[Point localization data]
=======

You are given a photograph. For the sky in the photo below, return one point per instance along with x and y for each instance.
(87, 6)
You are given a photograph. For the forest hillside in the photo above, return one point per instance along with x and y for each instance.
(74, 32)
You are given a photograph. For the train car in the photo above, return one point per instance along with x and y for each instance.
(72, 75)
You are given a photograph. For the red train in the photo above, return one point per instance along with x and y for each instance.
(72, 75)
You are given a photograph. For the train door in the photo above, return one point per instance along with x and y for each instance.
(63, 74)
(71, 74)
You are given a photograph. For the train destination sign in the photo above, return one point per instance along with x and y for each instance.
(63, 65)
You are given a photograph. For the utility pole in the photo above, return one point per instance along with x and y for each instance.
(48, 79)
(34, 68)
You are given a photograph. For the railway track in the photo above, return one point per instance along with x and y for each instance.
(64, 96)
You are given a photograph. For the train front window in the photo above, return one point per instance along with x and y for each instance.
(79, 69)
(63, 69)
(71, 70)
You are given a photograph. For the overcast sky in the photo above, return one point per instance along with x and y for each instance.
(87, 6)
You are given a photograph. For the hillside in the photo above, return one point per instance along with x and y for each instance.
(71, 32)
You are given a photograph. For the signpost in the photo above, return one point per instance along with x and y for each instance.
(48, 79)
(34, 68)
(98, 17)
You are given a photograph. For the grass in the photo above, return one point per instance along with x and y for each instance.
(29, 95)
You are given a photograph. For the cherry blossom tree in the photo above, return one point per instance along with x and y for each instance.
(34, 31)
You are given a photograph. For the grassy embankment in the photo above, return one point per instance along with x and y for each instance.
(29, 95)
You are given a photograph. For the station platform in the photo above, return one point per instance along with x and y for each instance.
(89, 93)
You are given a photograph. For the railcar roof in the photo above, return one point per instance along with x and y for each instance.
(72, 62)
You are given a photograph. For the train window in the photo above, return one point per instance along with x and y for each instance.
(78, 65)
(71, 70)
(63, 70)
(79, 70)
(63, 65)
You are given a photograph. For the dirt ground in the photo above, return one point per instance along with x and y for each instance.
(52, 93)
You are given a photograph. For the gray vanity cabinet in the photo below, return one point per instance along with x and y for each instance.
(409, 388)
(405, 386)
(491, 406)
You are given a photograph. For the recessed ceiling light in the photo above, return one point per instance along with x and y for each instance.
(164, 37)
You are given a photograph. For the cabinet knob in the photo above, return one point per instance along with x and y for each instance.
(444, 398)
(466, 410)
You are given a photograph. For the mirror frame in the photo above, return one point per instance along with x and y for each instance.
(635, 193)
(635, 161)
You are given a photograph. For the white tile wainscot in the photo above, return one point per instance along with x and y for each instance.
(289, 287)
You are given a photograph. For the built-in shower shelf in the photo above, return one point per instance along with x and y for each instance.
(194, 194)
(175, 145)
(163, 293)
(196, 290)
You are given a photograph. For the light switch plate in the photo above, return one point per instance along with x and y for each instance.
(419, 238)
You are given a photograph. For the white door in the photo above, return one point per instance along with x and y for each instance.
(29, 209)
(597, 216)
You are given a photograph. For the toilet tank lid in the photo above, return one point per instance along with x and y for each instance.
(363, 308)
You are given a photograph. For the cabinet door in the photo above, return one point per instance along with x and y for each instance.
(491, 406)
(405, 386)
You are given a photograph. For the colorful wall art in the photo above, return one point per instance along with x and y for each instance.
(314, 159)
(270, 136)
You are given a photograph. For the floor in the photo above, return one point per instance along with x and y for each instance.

=======

Aim of the exercise
Set down the records above once more, exactly as given.

Solved problem
You are given a photograph. For the sky in the photo below, return one point per instance along with x and y for each instance.
(87, 6)
You are given a photograph. For the forest hillside in the photo above, return one point per instance along with x and y for each instance.
(74, 32)
You are given a photograph. For the train car in the photo above, return one point per instance along with x and y for each instance.
(72, 75)
You are given a photograph. For the red train in the photo above, return one point per instance along with x and y for each instance.
(72, 75)
You are given a photograph. For the train door in the photo above, return one point per instance along with x and y for each instance.
(63, 74)
(71, 74)
You are given a photograph. For the train destination sign in the photo above, return one point per instance along with x and y for each instance.
(63, 65)
You are given a photograph. For the utility pole in the photo above, return one point per instance along with x and y for each instance.
(48, 79)
(34, 68)
You are given a photograph. For the railway track in the photo above, return one point per instance along with x and y for each instance.
(64, 96)
You are given a photograph. For the train front window in the photo above, return one point per instance along with x and y for each instance.
(79, 69)
(63, 69)
(71, 70)
You are given a photograph. For the overcast sky in the photo above, return one point per instance along with x and y for each instance.
(87, 6)
You are given a photograph. For the hillside in the photo above, return one point per instance along with x and y for each instance.
(71, 32)
You are given a photograph. For the signpost in the photo above, return one point per instance along with x and y for each instance.
(48, 79)
(34, 68)
(98, 17)
You are given a photograph. For the grass in the photo above, return one point per instance along with x and y for each instance.
(29, 95)
You are given a photograph. For the cherry blossom tree in the photo above, return one point per instance along with x and y for each instance.
(34, 31)
You are given a photograph. For the grassy embankment in the photo above, return one point per instance along with x and y for each instance.
(29, 95)
You are given a photograph. For the station platform in the photo above, return one point per instance along with x and y for each instance.
(89, 93)
You are given a photograph. For the railcar roof in the photo above, return one point per instance along with x and y for each instance.
(72, 62)
You are given a photograph. For the train window in the photo above, return one point per instance along with x and y for each instance.
(78, 65)
(71, 70)
(63, 70)
(79, 70)
(63, 65)
You are given a photograph. For the dirt ground in the photo above, return one point per instance along with x and y for each instance.
(52, 93)
You are given a photograph. For the gray vanity cabinet in the photo below, return one point per instance along with x and y for each instance.
(409, 388)
(405, 386)
(491, 406)
You are given a photograph. For the recessed ceiling light in the photo above, return one point per instance along with x and y for each instance.
(164, 37)
You are given a photograph. For the cabinet knob in the photo above, return one point per instance along with x and y for each instance.
(444, 398)
(466, 410)
You are given a photograph. For the mirror frame in the photo above, return one point per instance along with x and y for each instance.
(635, 193)
(635, 161)
You are given a photograph. For the white tile wainscot in the photo above, return one point per instance along with x and y for each instance.
(289, 287)
You are given a photograph. For the built-in shower shelf in the photo above, return one point per instance along with x and y for each instance.
(194, 194)
(175, 145)
(163, 293)
(196, 290)
You are given a photograph. For the light switch plate in the photo above, return one point per instance along with x and y for each instance.
(419, 238)
You are given a photograph. For the white door in the photo above, return one point per instance along with x and y for each instance.
(29, 209)
(597, 216)
You are given a photograph. For the toilet tank lid in the photo above, return one point per instance along with x and y for each instance.
(363, 308)
You are given a photograph. For the cabinet door in the photo above, return one point per instance along with x and y for each instance.
(491, 406)
(405, 386)
You are given a photograph. For the colorful wall art in the photo above, return one point per instance along with x and y for each instance.
(314, 159)
(270, 136)
You are given a photograph. For the floor in the photo above, return one point per instance along with x and y for each instance.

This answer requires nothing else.